**Listing**
+ + + + +

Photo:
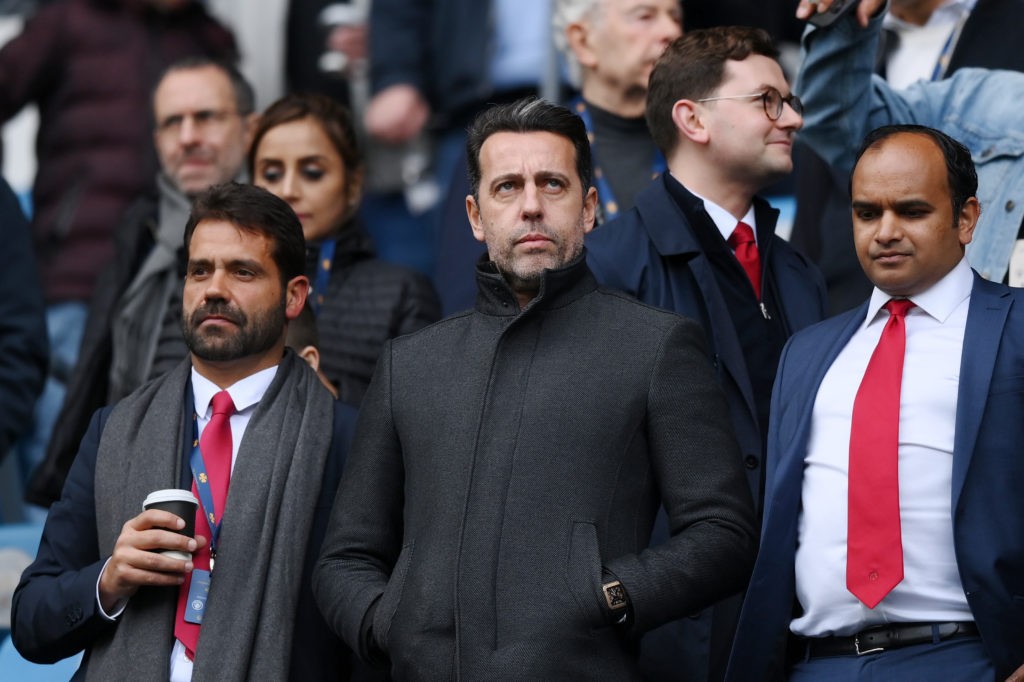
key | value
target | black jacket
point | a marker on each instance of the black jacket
(367, 302)
(507, 462)
(88, 385)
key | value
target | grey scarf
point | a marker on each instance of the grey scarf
(136, 324)
(247, 633)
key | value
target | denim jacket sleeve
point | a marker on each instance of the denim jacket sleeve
(844, 100)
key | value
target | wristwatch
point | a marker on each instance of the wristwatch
(617, 601)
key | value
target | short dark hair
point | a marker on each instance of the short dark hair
(245, 96)
(528, 115)
(961, 173)
(691, 68)
(254, 210)
(333, 118)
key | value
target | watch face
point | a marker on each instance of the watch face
(614, 593)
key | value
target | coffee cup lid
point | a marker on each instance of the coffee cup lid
(170, 495)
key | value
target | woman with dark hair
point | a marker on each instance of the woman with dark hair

+ + + + +

**Work required**
Reproduce all of the records above line for line without changing anything, omitting only the pictures.

**Exercise response**
Photo:
key | value
target | black jacket
point | a marker on each instance of the black jacket
(367, 302)
(507, 462)
(88, 385)
key | value
target | grey scarf
point | a marker on each instance of the grey scarf
(136, 324)
(247, 633)
key | value
target | denim jacket sleeve
point | a marker on each instance of the denim jacket sleeve
(844, 100)
key | value
target | wristwatch
point | a marker on each instance of the wristwatch
(617, 601)
key | value
target | short dark hair
point | a marker on each instance of the short dark hair
(245, 96)
(528, 115)
(961, 173)
(691, 68)
(254, 210)
(333, 118)
key | value
target | watch face
point | a marker on each instance of the watch face
(614, 593)
key | value
target | coffee cup lid
point | a marker on each instance of the coffee cup lid
(170, 495)
key | value
target | woman with dark hair
point | a marker on each instance of the woman with dark hair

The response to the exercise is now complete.